> RECORDS SHOWN
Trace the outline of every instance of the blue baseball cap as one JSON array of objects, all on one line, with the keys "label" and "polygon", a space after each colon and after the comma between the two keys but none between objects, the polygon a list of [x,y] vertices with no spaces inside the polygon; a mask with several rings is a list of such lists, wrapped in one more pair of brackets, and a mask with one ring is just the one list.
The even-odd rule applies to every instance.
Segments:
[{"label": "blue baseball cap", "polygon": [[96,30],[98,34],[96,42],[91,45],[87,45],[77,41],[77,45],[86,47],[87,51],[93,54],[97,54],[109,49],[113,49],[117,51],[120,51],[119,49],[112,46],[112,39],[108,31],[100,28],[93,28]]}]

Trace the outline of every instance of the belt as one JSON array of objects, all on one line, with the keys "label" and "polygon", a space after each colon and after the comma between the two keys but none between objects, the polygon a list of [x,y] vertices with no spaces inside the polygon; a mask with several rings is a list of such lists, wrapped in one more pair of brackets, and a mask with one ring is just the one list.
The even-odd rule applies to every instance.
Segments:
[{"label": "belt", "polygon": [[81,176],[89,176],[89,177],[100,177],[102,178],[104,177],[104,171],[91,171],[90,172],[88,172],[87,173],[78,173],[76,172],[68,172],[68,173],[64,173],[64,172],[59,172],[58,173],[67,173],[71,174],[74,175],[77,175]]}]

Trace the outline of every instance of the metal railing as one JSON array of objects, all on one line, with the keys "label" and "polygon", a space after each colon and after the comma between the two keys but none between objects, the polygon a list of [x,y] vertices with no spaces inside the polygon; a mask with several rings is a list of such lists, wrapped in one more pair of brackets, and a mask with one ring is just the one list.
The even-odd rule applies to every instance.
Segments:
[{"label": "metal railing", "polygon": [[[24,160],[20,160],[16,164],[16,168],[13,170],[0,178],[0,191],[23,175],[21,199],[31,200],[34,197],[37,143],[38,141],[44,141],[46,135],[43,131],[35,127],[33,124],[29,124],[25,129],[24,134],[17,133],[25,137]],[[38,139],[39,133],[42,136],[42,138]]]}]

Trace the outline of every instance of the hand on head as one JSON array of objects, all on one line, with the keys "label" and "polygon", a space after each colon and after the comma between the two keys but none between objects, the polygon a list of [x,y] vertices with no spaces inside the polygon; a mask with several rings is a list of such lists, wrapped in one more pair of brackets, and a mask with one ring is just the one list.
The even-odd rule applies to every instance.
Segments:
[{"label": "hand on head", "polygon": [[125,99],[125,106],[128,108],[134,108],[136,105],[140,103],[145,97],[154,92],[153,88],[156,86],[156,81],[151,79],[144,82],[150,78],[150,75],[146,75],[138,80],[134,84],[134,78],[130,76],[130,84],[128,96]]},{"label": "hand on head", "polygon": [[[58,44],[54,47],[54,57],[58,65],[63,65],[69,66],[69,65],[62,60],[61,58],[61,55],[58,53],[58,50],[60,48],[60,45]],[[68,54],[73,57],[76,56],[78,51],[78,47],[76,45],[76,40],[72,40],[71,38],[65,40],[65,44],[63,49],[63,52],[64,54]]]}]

> GOAL
Repeat exactly the lines from the line containing "Trace the outline of every instance of the hand" through the end of the listing above; both boundary lines are part of the output.

> RESPONSE TO THIS EXERCISE
Trace the outline of every instance of the hand on head as one JSON array of objects, all on one line, with the keys "label" and "polygon", a space after each colon and after the comma between the two keys but none between objects, the polygon a list of [x,y] vertices with no spaces inside the polygon; a mask with several rings is a list of such lists, wrapped in one more pair of brackets, and a mask with one ring is just the one list.
The even-odd rule applies to every instance.
Segments:
[{"label": "hand on head", "polygon": [[125,99],[125,106],[128,108],[134,108],[136,105],[140,103],[145,97],[154,92],[153,88],[156,86],[156,81],[151,79],[144,82],[150,78],[150,75],[146,75],[138,80],[134,84],[134,78],[130,76],[130,84],[128,96]]},{"label": "hand on head", "polygon": [[[58,44],[54,47],[54,57],[58,65],[63,65],[69,66],[69,65],[62,60],[61,58],[61,55],[58,53],[58,50],[60,48],[60,45]],[[68,54],[73,57],[76,56],[78,51],[78,47],[76,45],[76,40],[72,40],[71,38],[65,40],[65,44],[63,49],[63,52],[64,54]]]}]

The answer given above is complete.